(Pointing dataset records)
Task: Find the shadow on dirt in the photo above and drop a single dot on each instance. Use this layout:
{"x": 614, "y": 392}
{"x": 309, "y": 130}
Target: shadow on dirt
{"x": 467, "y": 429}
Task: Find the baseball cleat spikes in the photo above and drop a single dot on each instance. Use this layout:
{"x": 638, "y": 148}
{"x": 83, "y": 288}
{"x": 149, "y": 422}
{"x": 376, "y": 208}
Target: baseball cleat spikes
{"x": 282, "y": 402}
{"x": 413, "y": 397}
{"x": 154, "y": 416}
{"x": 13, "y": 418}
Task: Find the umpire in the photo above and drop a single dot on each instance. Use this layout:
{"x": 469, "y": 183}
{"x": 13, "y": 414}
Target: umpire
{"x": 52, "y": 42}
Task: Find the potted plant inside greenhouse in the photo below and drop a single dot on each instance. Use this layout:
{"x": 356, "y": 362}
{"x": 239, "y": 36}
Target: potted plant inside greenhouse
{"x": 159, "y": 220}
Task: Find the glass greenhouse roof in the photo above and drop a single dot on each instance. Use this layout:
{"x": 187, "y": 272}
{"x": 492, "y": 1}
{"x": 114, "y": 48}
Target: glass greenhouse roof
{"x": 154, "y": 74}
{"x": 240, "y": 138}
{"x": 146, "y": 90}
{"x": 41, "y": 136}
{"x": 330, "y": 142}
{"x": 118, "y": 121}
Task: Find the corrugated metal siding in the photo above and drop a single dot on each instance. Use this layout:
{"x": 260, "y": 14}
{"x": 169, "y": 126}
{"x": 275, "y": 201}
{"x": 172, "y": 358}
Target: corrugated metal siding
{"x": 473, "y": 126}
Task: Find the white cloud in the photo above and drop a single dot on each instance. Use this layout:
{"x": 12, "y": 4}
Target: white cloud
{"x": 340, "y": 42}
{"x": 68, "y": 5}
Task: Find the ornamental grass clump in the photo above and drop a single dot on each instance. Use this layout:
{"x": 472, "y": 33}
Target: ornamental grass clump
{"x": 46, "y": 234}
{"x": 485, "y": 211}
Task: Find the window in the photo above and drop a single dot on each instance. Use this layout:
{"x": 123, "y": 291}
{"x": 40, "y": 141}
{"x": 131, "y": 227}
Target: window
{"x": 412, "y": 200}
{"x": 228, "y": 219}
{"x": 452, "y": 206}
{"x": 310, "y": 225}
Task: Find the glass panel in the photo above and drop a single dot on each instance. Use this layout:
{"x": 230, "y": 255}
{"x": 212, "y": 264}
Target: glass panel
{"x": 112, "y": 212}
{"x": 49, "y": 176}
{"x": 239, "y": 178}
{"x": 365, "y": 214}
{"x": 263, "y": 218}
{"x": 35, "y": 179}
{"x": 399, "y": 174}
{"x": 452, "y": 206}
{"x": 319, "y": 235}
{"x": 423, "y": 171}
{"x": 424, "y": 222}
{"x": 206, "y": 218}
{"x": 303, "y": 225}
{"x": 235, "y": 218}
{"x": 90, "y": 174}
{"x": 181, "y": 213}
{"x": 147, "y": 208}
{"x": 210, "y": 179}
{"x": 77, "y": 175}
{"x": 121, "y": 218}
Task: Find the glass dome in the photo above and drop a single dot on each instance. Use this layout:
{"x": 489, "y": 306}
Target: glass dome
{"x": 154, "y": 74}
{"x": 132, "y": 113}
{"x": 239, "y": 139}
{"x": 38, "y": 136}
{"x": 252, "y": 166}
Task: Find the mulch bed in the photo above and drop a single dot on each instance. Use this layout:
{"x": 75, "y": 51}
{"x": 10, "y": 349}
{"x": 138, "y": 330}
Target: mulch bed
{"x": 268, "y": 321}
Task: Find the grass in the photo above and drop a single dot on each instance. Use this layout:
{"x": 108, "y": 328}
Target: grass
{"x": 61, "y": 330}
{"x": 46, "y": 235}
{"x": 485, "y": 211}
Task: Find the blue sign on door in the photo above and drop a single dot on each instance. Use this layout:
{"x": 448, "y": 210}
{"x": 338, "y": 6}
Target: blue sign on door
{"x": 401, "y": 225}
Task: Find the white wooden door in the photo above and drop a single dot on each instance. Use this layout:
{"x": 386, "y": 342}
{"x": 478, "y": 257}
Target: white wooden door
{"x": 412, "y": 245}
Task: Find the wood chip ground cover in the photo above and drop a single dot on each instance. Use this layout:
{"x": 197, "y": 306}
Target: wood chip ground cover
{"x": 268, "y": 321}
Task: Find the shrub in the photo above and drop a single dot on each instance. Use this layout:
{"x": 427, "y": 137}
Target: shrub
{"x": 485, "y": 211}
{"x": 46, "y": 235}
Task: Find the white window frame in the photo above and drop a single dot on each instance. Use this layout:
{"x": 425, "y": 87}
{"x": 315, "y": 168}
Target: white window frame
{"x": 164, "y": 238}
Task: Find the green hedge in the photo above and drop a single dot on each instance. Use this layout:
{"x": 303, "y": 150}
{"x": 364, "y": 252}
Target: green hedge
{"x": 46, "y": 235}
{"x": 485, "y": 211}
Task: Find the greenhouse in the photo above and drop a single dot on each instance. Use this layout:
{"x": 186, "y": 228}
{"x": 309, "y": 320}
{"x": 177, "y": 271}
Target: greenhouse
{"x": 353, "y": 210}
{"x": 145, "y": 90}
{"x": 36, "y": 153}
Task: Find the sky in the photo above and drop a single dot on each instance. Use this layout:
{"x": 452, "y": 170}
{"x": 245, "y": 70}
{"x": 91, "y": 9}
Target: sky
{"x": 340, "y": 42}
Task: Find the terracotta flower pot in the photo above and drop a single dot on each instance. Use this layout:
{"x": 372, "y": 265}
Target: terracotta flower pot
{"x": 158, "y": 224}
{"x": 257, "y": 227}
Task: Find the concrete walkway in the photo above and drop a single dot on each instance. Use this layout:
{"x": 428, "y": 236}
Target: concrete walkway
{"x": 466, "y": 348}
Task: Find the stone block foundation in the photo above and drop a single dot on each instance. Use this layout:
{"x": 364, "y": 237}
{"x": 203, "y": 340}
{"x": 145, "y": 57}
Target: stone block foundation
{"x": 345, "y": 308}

REQUIREMENT: Reproduce the entries above exactly.

WRITTEN SOLUTION:
Task: Find the shadow on dirt in the photo above and drop a single dot on each instance. Use this layout:
{"x": 614, "y": 392}
{"x": 309, "y": 130}
Target: shadow on dirt
{"x": 467, "y": 429}
Task: Find the baseball cleat spikes in the photo above and drop a single dot on each instance. Use this layout:
{"x": 638, "y": 148}
{"x": 83, "y": 288}
{"x": 149, "y": 422}
{"x": 376, "y": 208}
Target: baseball cleat spikes
{"x": 282, "y": 402}
{"x": 413, "y": 397}
{"x": 154, "y": 416}
{"x": 13, "y": 418}
Task: Find the umpire in the photo above and drop a single dot on each instance. Use this layout:
{"x": 469, "y": 183}
{"x": 13, "y": 414}
Target: umpire
{"x": 52, "y": 42}
Task: Find the potted plant inside greenhouse in the photo below and drop a single dot on each instance. Use this layout:
{"x": 356, "y": 362}
{"x": 239, "y": 36}
Target: potted plant inside greenhouse
{"x": 159, "y": 220}
Task: Find the glass greenhouse roof in the photo above and drop a single dot on each instance. Use this layout:
{"x": 187, "y": 272}
{"x": 492, "y": 1}
{"x": 114, "y": 48}
Target: glass greenhouse roof
{"x": 154, "y": 74}
{"x": 240, "y": 138}
{"x": 146, "y": 90}
{"x": 41, "y": 136}
{"x": 330, "y": 142}
{"x": 118, "y": 121}
Task: Find the corrugated metal siding in the photo above and drop a single dot on each instance. Use this layout:
{"x": 260, "y": 14}
{"x": 169, "y": 126}
{"x": 275, "y": 201}
{"x": 172, "y": 358}
Target: corrugated metal siding
{"x": 473, "y": 126}
Task: Find the white cloud in the photo above and drop a single dot on each instance. Use this layout:
{"x": 12, "y": 4}
Target: white cloud
{"x": 340, "y": 42}
{"x": 68, "y": 5}
Task: Find the ornamental grass clump in the photo above and drop a single dot on each instance. Use this layout:
{"x": 472, "y": 33}
Target: ornamental grass clump
{"x": 46, "y": 234}
{"x": 485, "y": 211}
Task: Find the window in the photo above and drop a single dot on each instance. Use this layout:
{"x": 123, "y": 291}
{"x": 40, "y": 141}
{"x": 131, "y": 227}
Target: window
{"x": 412, "y": 200}
{"x": 228, "y": 219}
{"x": 452, "y": 206}
{"x": 310, "y": 225}
Task: Find the glass panel in the photo above and drop a single dot on each instance. Use this layout:
{"x": 230, "y": 255}
{"x": 212, "y": 264}
Target: glass panel
{"x": 112, "y": 212}
{"x": 49, "y": 176}
{"x": 239, "y": 178}
{"x": 365, "y": 214}
{"x": 263, "y": 218}
{"x": 35, "y": 179}
{"x": 399, "y": 174}
{"x": 452, "y": 206}
{"x": 319, "y": 235}
{"x": 423, "y": 171}
{"x": 424, "y": 222}
{"x": 206, "y": 218}
{"x": 303, "y": 225}
{"x": 235, "y": 218}
{"x": 90, "y": 174}
{"x": 181, "y": 213}
{"x": 147, "y": 208}
{"x": 210, "y": 179}
{"x": 77, "y": 175}
{"x": 121, "y": 218}
Task: Find the glass dome in the photo above and drop a single dot on each instance. Use this layout:
{"x": 489, "y": 306}
Target: glass dome
{"x": 154, "y": 74}
{"x": 132, "y": 113}
{"x": 239, "y": 139}
{"x": 38, "y": 136}
{"x": 252, "y": 166}
Task: Find the mulch bed in the photo above and drop a single dot on each instance. Use this layout:
{"x": 75, "y": 51}
{"x": 10, "y": 349}
{"x": 138, "y": 330}
Target: mulch bed
{"x": 268, "y": 321}
Task: Find the grass in the photo above and drop a single dot on each instance. Use this layout:
{"x": 108, "y": 328}
Target: grass
{"x": 61, "y": 330}
{"x": 46, "y": 235}
{"x": 485, "y": 211}
Task: Find the blue sign on door in the photo above and drop a single dot on each instance. Use this layout:
{"x": 448, "y": 210}
{"x": 338, "y": 6}
Target: blue sign on door
{"x": 401, "y": 225}
Task: Find the white wooden door in the photo above and drop a single dot on each instance. Use this layout:
{"x": 386, "y": 342}
{"x": 478, "y": 257}
Target: white wooden door
{"x": 412, "y": 245}
Task: Find the wood chip ground cover in the photo above and drop a single dot on each instance. Use this layout:
{"x": 197, "y": 306}
Target: wood chip ground cover
{"x": 268, "y": 321}
Task: Find the shrub in the photo above and drop a single dot on each instance. Use this layout:
{"x": 427, "y": 137}
Target: shrub
{"x": 485, "y": 211}
{"x": 46, "y": 235}
Task: Find the white window frame in the photo above and drop a single dot on each instance. Use this layout:
{"x": 425, "y": 87}
{"x": 315, "y": 168}
Target: white window frame
{"x": 164, "y": 238}
Task: Find the green hedge in the photo above and drop a single dot on each instance. Use this layout:
{"x": 303, "y": 150}
{"x": 364, "y": 252}
Target: green hedge
{"x": 46, "y": 235}
{"x": 485, "y": 211}
Task: Find the greenhouse in the photo above and drop a single dot on each instance. Use this layout:
{"x": 186, "y": 228}
{"x": 309, "y": 320}
{"x": 177, "y": 271}
Target: greenhouse
{"x": 353, "y": 210}
{"x": 145, "y": 90}
{"x": 36, "y": 153}
Task: Find the sky in the photo above and drop a single dot on each instance. Use this layout:
{"x": 452, "y": 170}
{"x": 245, "y": 70}
{"x": 91, "y": 9}
Target: sky
{"x": 340, "y": 42}
Task: Find the terracotta flower pot in the photo above and drop a single dot on each instance. Use this layout:
{"x": 372, "y": 265}
Target: terracotta flower pot
{"x": 158, "y": 224}
{"x": 257, "y": 227}
Task: Find the concrete walkway in the photo above and drop a single dot on each instance. Use this layout:
{"x": 428, "y": 236}
Target: concrete walkway
{"x": 466, "y": 348}
Task: Find the stone block foundation in the photo above and drop a single dot on each instance. Use this layout:
{"x": 364, "y": 237}
{"x": 203, "y": 340}
{"x": 145, "y": 57}
Target: stone block foundation
{"x": 345, "y": 308}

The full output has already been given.